## Problem
Your answer should hold exactly the lines from the one with "Expected behaviour: for every instance of the white shirt, put" through the last line of the material below, nothing before and nothing extra.

[[ Materials provided, beginning ]]

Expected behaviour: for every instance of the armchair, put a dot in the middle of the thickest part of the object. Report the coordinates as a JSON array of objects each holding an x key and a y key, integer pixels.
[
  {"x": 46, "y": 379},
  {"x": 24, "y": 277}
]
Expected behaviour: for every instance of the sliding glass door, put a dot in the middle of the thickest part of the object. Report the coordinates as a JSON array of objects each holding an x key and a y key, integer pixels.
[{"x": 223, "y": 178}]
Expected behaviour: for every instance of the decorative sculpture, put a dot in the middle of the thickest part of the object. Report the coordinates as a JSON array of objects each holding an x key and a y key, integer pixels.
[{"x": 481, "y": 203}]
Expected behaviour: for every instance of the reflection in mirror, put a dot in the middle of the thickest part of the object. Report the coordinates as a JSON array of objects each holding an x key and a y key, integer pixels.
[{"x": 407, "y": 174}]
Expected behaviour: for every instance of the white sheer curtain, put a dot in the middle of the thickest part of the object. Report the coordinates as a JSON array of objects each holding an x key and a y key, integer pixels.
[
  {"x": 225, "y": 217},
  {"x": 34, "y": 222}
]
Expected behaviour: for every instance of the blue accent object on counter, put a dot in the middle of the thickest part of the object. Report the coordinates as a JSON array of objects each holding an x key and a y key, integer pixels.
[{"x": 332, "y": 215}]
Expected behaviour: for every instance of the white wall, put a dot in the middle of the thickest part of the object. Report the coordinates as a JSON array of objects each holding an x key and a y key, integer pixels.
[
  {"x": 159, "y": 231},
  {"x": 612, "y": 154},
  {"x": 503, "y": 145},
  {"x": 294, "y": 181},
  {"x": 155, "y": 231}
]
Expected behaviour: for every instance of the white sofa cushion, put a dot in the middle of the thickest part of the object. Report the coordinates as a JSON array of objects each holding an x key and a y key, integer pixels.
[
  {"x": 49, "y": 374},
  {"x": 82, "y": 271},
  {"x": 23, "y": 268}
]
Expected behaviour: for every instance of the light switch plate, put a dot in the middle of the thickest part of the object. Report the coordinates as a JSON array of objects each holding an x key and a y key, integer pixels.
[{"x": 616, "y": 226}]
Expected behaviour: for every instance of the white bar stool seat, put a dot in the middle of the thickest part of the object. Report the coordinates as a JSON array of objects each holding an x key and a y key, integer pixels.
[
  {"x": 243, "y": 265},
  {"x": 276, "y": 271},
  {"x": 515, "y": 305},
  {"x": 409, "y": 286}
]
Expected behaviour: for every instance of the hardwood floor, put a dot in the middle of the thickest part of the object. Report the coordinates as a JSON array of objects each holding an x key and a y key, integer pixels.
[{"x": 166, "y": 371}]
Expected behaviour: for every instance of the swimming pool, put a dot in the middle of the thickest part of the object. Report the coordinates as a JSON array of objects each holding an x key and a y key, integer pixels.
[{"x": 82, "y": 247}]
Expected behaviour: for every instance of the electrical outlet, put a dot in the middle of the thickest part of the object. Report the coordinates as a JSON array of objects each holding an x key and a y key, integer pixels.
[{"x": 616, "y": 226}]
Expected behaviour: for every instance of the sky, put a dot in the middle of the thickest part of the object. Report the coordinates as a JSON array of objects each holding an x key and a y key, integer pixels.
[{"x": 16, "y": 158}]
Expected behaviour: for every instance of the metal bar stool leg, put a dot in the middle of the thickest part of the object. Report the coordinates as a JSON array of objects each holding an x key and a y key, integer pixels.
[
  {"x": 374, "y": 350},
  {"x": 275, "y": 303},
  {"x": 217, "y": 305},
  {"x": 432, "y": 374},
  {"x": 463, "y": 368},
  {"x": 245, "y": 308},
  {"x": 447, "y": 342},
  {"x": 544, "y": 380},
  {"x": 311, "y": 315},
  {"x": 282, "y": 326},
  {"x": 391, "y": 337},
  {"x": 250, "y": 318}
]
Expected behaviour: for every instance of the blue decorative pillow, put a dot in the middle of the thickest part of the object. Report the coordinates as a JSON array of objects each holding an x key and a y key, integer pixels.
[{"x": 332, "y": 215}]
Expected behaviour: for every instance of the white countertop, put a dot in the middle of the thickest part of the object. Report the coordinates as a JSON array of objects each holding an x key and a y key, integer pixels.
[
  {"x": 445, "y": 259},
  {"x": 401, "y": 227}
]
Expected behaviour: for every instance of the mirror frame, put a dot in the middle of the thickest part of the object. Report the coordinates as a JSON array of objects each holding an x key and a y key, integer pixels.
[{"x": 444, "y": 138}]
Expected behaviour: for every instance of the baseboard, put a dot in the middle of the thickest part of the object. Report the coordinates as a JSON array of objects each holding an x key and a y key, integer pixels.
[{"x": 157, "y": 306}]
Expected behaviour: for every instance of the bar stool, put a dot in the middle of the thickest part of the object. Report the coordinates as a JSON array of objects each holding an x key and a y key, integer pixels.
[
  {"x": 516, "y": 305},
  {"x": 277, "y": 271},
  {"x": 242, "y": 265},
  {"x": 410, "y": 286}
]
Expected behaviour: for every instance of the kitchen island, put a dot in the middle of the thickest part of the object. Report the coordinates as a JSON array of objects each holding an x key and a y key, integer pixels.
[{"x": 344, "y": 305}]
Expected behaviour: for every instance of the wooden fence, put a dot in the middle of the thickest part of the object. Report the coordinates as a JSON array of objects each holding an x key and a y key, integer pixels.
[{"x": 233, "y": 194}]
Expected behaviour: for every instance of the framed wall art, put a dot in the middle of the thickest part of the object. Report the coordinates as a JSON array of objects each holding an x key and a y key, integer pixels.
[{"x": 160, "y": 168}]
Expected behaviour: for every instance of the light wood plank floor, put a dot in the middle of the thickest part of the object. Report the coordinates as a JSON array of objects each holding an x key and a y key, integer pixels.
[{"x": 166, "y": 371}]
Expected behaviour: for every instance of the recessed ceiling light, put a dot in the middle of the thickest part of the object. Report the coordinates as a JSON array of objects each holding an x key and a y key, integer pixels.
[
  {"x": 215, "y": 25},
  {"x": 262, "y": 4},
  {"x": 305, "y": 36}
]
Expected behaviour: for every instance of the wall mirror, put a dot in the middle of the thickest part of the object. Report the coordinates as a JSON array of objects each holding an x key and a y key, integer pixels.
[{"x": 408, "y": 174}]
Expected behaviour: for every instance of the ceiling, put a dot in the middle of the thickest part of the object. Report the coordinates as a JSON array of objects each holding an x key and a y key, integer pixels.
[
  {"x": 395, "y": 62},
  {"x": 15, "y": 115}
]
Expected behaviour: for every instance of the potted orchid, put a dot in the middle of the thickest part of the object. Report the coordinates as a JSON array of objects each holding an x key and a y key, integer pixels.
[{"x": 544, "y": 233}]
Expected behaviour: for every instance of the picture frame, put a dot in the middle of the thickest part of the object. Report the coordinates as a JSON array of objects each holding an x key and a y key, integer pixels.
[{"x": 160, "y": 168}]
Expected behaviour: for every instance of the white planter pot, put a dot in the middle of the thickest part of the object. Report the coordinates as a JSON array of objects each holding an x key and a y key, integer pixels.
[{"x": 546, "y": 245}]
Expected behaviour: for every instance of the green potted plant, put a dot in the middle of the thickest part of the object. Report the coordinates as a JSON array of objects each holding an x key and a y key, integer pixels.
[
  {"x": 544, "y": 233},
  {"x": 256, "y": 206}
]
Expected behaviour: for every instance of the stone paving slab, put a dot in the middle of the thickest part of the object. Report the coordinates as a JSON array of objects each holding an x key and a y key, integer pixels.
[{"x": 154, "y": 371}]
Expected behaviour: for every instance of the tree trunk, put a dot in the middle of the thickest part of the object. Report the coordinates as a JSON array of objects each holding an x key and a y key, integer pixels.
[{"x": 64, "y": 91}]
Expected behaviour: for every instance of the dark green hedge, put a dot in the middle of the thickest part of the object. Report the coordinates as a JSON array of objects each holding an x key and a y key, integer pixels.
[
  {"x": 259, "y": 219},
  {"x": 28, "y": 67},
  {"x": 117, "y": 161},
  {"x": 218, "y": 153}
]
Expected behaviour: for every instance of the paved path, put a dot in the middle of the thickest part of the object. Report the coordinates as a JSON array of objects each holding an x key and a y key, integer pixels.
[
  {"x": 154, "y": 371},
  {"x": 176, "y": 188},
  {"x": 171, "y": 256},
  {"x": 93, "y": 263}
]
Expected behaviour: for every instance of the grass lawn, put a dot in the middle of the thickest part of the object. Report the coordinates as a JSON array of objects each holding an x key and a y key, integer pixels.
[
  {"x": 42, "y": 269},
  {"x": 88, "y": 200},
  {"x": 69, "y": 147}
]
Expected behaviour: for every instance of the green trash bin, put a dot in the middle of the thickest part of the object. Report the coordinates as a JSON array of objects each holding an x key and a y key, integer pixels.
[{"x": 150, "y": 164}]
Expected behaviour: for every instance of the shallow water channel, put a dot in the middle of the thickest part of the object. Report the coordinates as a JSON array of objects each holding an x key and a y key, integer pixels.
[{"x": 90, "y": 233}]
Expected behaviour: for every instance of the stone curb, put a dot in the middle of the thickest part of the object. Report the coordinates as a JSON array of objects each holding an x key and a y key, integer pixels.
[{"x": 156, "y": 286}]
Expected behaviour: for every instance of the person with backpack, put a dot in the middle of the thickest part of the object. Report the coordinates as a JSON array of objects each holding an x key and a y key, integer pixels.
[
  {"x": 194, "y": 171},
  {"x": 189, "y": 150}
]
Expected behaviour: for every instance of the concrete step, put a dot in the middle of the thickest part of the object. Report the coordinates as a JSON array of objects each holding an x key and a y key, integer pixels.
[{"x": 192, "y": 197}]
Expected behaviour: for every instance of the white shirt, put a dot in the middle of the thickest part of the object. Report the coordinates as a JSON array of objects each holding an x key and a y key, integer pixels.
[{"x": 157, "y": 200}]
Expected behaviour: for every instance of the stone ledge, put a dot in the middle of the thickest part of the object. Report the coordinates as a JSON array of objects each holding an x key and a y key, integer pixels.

[[ Materials provided, end ]]

## Result of the task
Expected behaviour: for every instance of the white shirt, put a dot in the middle of the thickest part of the object. Report the coordinates as a JSON array of objects each holding an x key and a y key, integer pixels.
[{"x": 157, "y": 200}]
Expected behaviour: for every instance of the stone ledge, put a dot in the middle of the thickest part of the object. Report the coordinates as a JSON array of objects each holding an x key and a y key, integer pixels.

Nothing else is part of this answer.